> _To be done_
How many lines of the listing below contain the word "with"? Give only the number.
--- Start of Input material ---
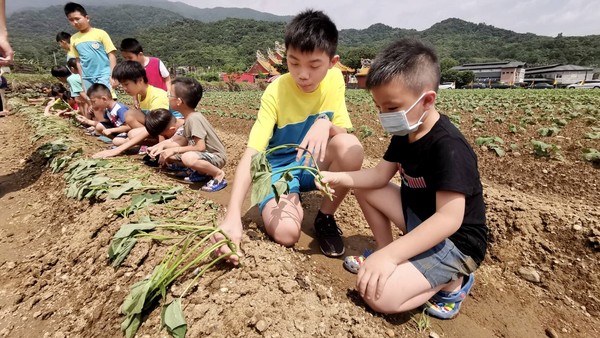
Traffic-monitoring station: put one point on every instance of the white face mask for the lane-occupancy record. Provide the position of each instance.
(396, 123)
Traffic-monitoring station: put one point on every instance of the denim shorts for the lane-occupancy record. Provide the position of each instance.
(442, 263)
(303, 181)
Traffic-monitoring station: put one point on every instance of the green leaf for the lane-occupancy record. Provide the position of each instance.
(261, 187)
(128, 230)
(173, 319)
(116, 193)
(131, 324)
(119, 249)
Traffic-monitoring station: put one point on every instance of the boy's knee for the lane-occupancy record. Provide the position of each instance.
(381, 306)
(347, 150)
(189, 158)
(283, 231)
(287, 238)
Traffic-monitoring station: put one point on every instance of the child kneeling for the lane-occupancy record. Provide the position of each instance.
(193, 143)
(439, 209)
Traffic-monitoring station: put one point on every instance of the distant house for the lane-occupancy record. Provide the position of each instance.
(244, 77)
(361, 74)
(507, 72)
(561, 74)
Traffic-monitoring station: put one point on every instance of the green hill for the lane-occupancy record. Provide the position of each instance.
(187, 11)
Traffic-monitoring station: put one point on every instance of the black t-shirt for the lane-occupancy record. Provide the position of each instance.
(442, 160)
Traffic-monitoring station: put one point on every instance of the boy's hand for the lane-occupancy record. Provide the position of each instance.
(334, 180)
(155, 150)
(113, 83)
(233, 229)
(374, 273)
(315, 141)
(165, 155)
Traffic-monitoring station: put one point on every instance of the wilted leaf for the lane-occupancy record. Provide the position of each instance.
(116, 193)
(173, 319)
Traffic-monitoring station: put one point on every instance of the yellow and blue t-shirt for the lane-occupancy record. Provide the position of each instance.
(92, 49)
(155, 98)
(287, 113)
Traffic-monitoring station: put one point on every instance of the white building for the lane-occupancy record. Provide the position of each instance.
(561, 74)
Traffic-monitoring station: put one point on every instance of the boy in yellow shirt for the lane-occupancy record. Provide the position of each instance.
(132, 77)
(307, 107)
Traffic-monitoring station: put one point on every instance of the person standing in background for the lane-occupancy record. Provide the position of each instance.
(6, 51)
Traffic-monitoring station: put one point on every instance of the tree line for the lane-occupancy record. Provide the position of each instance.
(231, 44)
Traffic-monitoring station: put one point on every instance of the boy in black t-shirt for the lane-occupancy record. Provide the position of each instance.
(439, 208)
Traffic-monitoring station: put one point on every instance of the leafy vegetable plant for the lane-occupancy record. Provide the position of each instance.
(180, 258)
(262, 172)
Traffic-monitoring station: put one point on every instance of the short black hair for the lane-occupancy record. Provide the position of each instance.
(131, 45)
(157, 121)
(63, 36)
(188, 90)
(311, 30)
(98, 89)
(129, 70)
(414, 62)
(72, 63)
(60, 71)
(72, 7)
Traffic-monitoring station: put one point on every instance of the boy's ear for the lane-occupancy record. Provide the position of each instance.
(335, 59)
(429, 99)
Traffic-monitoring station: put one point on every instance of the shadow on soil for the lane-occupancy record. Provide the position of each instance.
(35, 164)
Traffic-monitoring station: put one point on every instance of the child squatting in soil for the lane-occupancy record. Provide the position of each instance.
(114, 112)
(307, 107)
(442, 214)
(132, 77)
(195, 143)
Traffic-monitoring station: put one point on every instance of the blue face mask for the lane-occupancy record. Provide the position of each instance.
(396, 123)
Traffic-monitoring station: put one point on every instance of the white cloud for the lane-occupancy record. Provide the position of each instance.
(542, 17)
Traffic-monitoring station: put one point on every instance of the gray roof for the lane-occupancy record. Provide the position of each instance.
(490, 65)
(556, 68)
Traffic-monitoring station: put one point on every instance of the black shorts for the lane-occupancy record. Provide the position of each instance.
(107, 124)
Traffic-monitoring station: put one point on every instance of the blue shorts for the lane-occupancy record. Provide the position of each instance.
(303, 181)
(105, 80)
(442, 263)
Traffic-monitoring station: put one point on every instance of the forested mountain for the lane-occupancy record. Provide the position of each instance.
(231, 44)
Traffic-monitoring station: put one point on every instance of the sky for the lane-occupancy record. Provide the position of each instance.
(541, 17)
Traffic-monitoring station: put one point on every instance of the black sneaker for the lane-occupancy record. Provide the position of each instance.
(328, 235)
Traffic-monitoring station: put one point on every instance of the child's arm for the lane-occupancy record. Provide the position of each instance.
(232, 223)
(117, 130)
(141, 135)
(376, 269)
(180, 149)
(80, 72)
(371, 178)
(49, 106)
(168, 82)
(175, 141)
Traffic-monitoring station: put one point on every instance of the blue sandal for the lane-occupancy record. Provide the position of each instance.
(445, 305)
(214, 185)
(353, 263)
(197, 177)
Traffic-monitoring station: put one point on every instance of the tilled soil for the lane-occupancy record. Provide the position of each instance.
(539, 277)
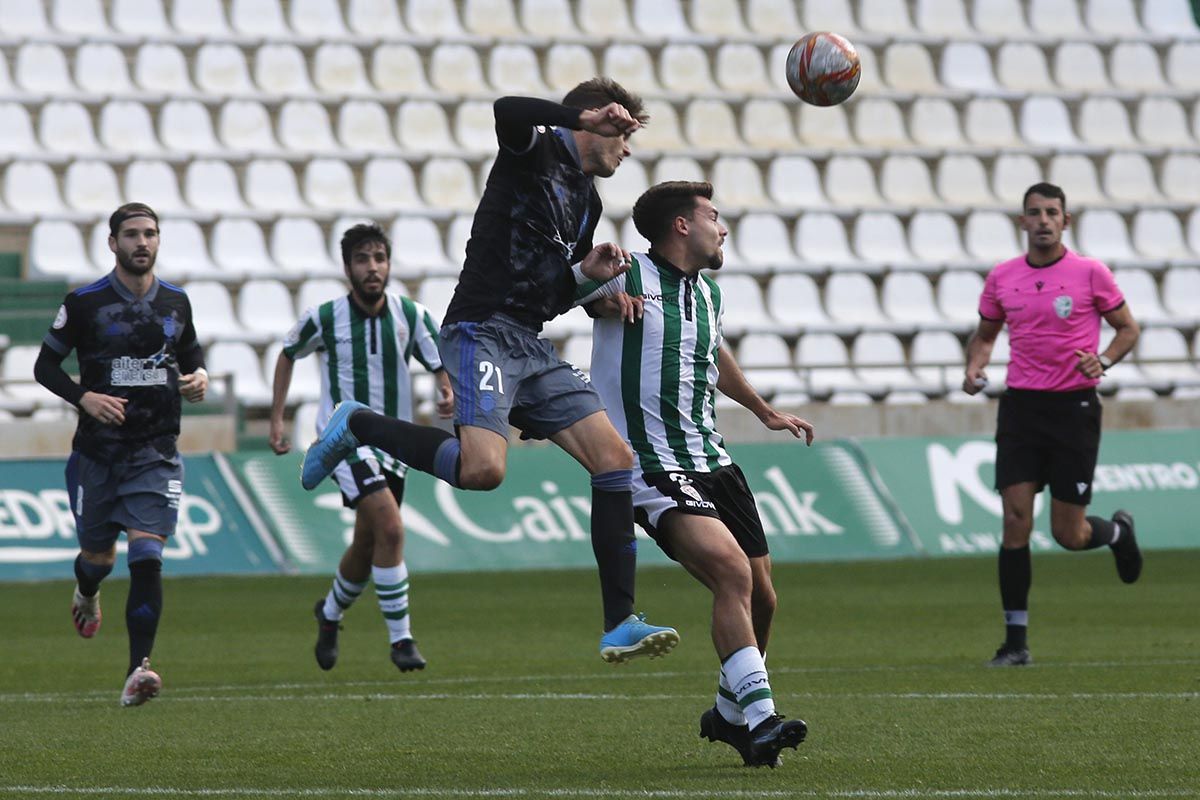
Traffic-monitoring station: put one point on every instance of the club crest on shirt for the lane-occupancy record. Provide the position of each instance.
(1062, 306)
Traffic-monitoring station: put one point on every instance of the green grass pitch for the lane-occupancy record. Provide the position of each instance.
(883, 660)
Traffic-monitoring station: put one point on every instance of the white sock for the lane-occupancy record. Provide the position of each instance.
(341, 596)
(747, 674)
(727, 703)
(391, 588)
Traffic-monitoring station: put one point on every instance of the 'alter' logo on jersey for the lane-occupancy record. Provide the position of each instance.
(1062, 306)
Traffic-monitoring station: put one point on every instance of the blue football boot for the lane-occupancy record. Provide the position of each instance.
(331, 446)
(636, 637)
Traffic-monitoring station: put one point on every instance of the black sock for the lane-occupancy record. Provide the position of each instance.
(417, 445)
(143, 608)
(89, 576)
(616, 552)
(1103, 530)
(1015, 578)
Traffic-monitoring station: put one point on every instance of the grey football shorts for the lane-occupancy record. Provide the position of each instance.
(504, 376)
(108, 498)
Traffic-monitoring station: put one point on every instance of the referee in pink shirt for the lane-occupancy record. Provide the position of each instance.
(1048, 429)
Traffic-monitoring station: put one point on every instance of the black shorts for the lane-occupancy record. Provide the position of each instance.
(366, 477)
(723, 494)
(1049, 438)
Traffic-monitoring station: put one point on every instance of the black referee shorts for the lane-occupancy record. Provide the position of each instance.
(1049, 438)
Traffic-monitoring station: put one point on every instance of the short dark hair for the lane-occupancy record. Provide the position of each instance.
(1044, 190)
(599, 92)
(658, 206)
(361, 234)
(129, 211)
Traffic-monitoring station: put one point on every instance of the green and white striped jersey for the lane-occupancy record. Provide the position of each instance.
(366, 358)
(658, 377)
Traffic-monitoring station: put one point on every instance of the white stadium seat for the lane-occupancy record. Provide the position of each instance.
(155, 184)
(1075, 172)
(221, 70)
(125, 127)
(1079, 66)
(213, 312)
(514, 68)
(258, 18)
(397, 68)
(240, 250)
(57, 250)
(245, 125)
(568, 65)
(271, 186)
(329, 185)
(183, 251)
(162, 68)
(1056, 17)
(185, 125)
(684, 70)
(549, 18)
(304, 127)
(101, 68)
(91, 186)
(298, 246)
(339, 70)
(280, 68)
(375, 18)
(201, 18)
(33, 188)
(935, 241)
(433, 19)
(456, 68)
(213, 186)
(389, 185)
(317, 18)
(909, 298)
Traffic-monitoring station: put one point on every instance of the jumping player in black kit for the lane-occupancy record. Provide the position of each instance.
(137, 355)
(531, 245)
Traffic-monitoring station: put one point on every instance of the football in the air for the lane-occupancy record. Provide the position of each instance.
(823, 68)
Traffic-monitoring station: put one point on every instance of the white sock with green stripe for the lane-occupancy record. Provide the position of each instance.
(391, 587)
(727, 702)
(747, 674)
(341, 596)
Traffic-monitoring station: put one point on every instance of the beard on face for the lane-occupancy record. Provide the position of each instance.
(369, 294)
(130, 265)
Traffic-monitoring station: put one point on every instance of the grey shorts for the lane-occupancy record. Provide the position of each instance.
(503, 374)
(108, 498)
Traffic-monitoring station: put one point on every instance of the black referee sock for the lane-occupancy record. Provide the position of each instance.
(143, 608)
(1103, 533)
(417, 445)
(1015, 578)
(613, 543)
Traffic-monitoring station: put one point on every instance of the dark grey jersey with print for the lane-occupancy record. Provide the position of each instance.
(132, 348)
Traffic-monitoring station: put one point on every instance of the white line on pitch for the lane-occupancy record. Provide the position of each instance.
(634, 794)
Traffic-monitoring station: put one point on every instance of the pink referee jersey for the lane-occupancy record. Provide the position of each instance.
(1051, 311)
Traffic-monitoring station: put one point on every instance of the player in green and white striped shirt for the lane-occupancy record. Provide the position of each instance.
(658, 376)
(365, 341)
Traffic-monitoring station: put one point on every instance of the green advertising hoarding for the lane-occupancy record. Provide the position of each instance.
(214, 534)
(943, 487)
(816, 503)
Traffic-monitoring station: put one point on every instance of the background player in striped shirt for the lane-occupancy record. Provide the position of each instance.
(364, 341)
(658, 377)
(1048, 428)
(138, 355)
(531, 244)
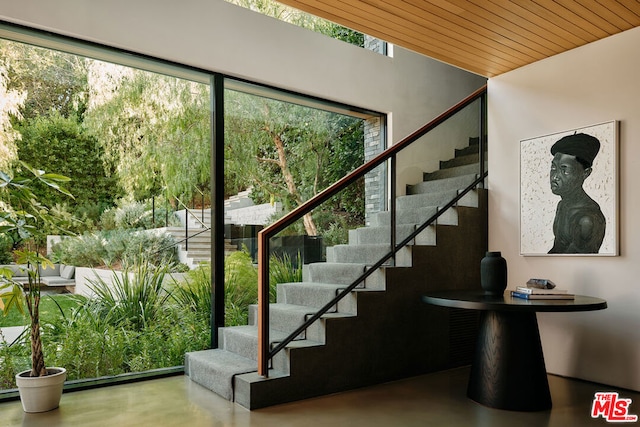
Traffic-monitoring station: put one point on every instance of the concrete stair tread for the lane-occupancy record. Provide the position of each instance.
(215, 369)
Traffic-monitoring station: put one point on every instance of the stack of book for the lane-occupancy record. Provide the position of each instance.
(526, 292)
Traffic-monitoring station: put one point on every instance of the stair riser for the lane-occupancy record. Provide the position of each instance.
(338, 273)
(367, 254)
(281, 320)
(417, 216)
(414, 201)
(459, 160)
(451, 172)
(455, 183)
(378, 235)
(315, 297)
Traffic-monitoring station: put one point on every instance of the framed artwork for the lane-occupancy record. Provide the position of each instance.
(569, 192)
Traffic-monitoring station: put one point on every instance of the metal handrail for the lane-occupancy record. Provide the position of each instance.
(264, 355)
(186, 224)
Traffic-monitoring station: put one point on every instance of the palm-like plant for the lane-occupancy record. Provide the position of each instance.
(23, 216)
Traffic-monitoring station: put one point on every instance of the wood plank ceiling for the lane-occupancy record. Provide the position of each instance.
(487, 37)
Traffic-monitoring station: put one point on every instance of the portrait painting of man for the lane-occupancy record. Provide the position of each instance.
(568, 196)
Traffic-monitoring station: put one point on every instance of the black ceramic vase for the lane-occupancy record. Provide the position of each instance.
(493, 273)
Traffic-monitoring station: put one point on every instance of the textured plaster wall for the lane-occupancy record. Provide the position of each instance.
(589, 85)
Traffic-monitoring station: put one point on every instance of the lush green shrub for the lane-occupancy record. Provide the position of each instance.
(86, 250)
(131, 215)
(116, 247)
(139, 215)
(133, 299)
(194, 293)
(6, 245)
(283, 270)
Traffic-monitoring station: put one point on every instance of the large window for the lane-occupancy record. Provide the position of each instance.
(135, 137)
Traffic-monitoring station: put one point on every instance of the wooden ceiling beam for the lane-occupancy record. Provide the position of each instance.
(487, 37)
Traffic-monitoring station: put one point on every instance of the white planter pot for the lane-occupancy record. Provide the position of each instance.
(41, 394)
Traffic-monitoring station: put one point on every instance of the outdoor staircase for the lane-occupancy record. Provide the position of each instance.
(381, 331)
(198, 247)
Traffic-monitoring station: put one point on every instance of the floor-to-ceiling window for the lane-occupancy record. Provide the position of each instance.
(135, 137)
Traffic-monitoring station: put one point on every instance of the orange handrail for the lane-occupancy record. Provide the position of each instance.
(266, 233)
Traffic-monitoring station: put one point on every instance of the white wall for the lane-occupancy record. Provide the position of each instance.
(589, 85)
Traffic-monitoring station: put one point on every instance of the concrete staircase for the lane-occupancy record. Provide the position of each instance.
(381, 331)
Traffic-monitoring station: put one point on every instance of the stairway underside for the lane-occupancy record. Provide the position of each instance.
(379, 333)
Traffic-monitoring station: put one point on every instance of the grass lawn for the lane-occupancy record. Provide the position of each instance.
(48, 309)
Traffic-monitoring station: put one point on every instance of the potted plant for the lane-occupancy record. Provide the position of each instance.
(23, 217)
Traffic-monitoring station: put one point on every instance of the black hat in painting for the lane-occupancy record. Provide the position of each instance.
(584, 147)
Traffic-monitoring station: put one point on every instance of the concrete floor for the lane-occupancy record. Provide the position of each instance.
(437, 399)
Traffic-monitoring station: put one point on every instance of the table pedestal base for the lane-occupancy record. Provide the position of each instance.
(508, 370)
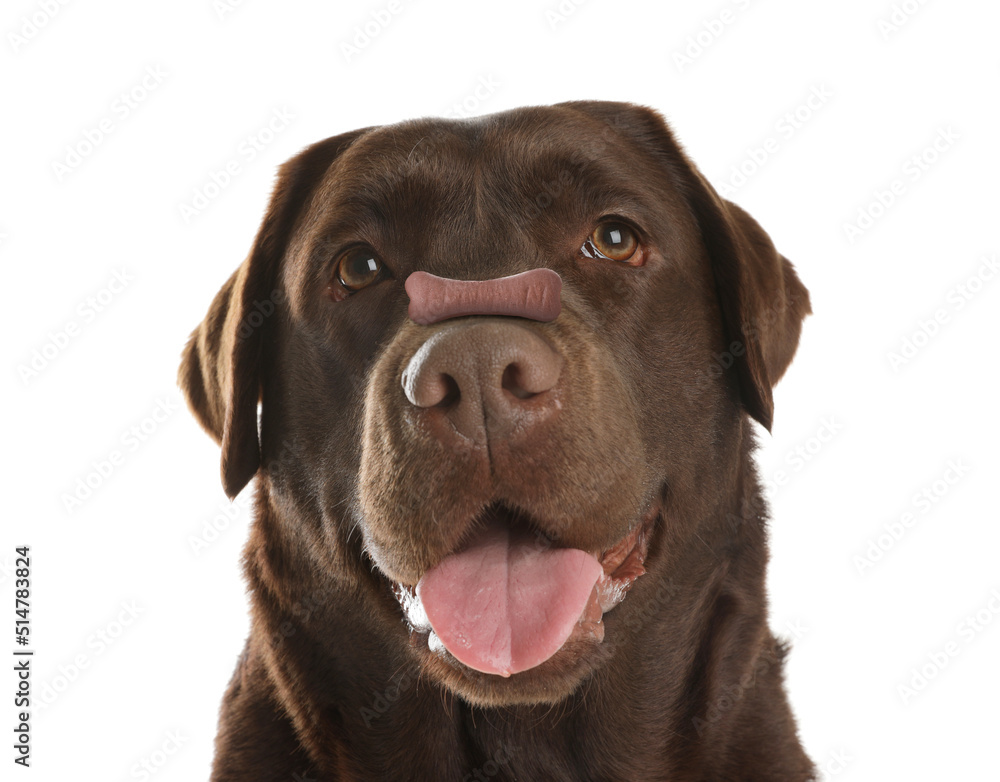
--- End of Input material ---
> _Exercise output_
2